TinyCLIP: CLIP Distillation via Affinity Mimicking and Weight Inheritance

Authors: Kan Wu, Houwen Peng, Zhenghong Zhou, Bin Xiao, Mengchen Liu, Lu Yuan, Hong Xuan, Michael Valenzuela, Xi, Chen, Xinggang Wang, Hongyang Chao, Han Hu

What

This paper introduces TinyCLIP, a novel cross-modal distillation method designed to compress large-scale language-image pre-trained models like CLIP while preserving their zero-shot performance.

Why

The paper addresses the limitations of large language-image models, such as CLIP, which require significant storage, memory, and computational resources. TinyCLIP offers a solution by compressing these models, making them more practical for real-world applications without compromising performance.

How

TinyCLIP utilizes two key techniques: affinity mimicking and weight inheritance. Affinity mimicking enables student models to learn cross-modal feature alignment by mimicking the teacher model’s behavior in a visual-linguistic affinity space. Weight inheritance accelerates distillation by transferring pre-trained weights from teacher to student models, either manually or automatically using learnable masks. TinyCLIP employs a multi-stage progressive distillation process for high compression rates, gradually reducing model size while retaining important weights and knowledge.

● Directions:
**a)** Answer these questions using the TinyCLIP summary:
(i) What two key techniques does TinyCLIP use?
(ii) What type of models is TinyCLIP meant to compress?
(iii) What kind of distillation process does TinyCLIP use to reach high compression rates?
**b)** List every resource that the TinyCLIP summary says large language-image models such as CLIP require.

● Listing:
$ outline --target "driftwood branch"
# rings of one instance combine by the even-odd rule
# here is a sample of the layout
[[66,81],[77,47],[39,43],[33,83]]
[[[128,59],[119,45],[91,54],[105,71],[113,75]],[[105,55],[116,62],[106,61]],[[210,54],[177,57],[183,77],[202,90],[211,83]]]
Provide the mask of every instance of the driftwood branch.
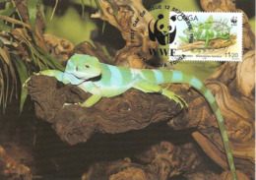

● Exercise responses:
**a)**
(i) Affinity mimicking and weight inheritance.
(ii) Large-scale language-image pre-trained models like CLIP.
(iii) A multi-stage progressive distillation process.

**b)**
- Storage
- Memory
- Computational resources